» **WHAT IS EXPECTED**:
Your output should be the line with "</instance>" followed by every remaining line of the entries, reproduced exactly.

» **RECORDS FOR THIS TASK**:
>>>>>
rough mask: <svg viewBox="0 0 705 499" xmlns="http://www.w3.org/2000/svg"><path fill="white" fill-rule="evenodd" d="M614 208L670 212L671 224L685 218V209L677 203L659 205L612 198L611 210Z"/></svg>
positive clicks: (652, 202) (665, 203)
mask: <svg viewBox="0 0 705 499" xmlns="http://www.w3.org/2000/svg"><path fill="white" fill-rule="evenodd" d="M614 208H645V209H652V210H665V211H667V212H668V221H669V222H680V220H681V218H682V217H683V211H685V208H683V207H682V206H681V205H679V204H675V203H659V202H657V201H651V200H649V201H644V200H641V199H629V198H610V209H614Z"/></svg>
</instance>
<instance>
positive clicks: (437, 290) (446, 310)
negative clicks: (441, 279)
<<<<<
» **RESULT**:
</instance>
<instance>
positive clicks: (437, 290) (446, 310)
negative clicks: (441, 279)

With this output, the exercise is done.